We show that this overarching principle -- that by organizing points spatially, we can solve a seemingly quadratic problem in linear time -- can be generalized to problems involving interactions between sets of three or more points and can provide orders-of-magnitude speedups and guarantee runtimes that are asymptotically better than existing algorithms. We describe a family of algorithms, multi-tree algorithms, which can be viewed as generalizations of dual-tree algorithms. We support this thesis by developing and implementing multi-tree algorithms for two fundamental scientific applications: n-point correlation function estimation and Hartree-Fock theory.
First, we demonstrate multi-tree algorithms for n-point correlation function estimation. The n-point correlation functions are a family of fundamental spatial statistics and are widely used for understanding large-scale astronomical surveys, characterizing the properties of new materials at the microscopic level, and for segmenting and processing images. We present three new algorithms which will reduce the dependence of the computation on the size of the data, increase the resolution in the result without additional time, and allow probabilistic estimates independent of the problem size through sampling. We provide both empirical evidence to support our claim of massive speedups and a theoretical analysis showing linear scaling in the fundamental computational task. We demonstrate the impact of a carefully optimized base case on this computation and describe our distributed, scalable, open-source implementation of our algorithms.
◆ ◆ ◆ ◆ ◆ ◆ ◆
Directions:
**A.** In the passage on multi-tree algorithms, which two scientific applications are the multi-tree algorithms developed and implemented for?
**B.** Continue the passage on multi-tree algorithms, starting after its final sentence.

Recorded information:
◆ ◆ ◆ ◆ ◆ ◆ ◆
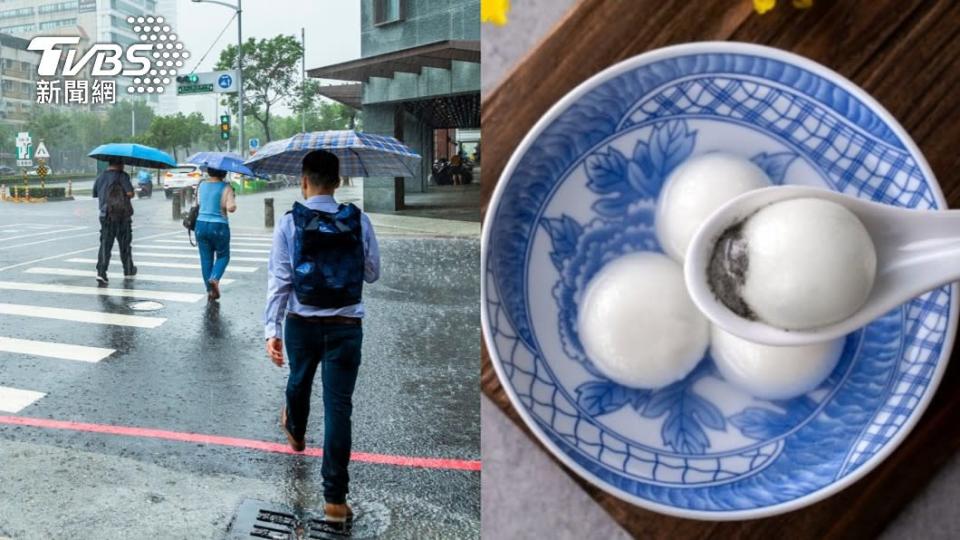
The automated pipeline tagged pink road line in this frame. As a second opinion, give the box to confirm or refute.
[0,416,480,471]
◆ ◆ ◆ ◆ ◆ ◆ ◆
Replies:
**A.** N-point correlation function estimation and Hartree-Fock theory.

**B.**
Second, we explore multi-tree algorithms as a framework for understanding the bottleneck computation in Hartree-Fock theory, a fundamental model in computational chemistry. We analyze existing fast algorithms for this problem, and show how they fit in our multi-tree framework. We also show new multi-tree methods, demonstrate that they are competitive with existing methods, and provide the first rigorous guarantees for the runtimes of all of these methods. Our algorithms will appear as part of the PSI4 computational chemistry library.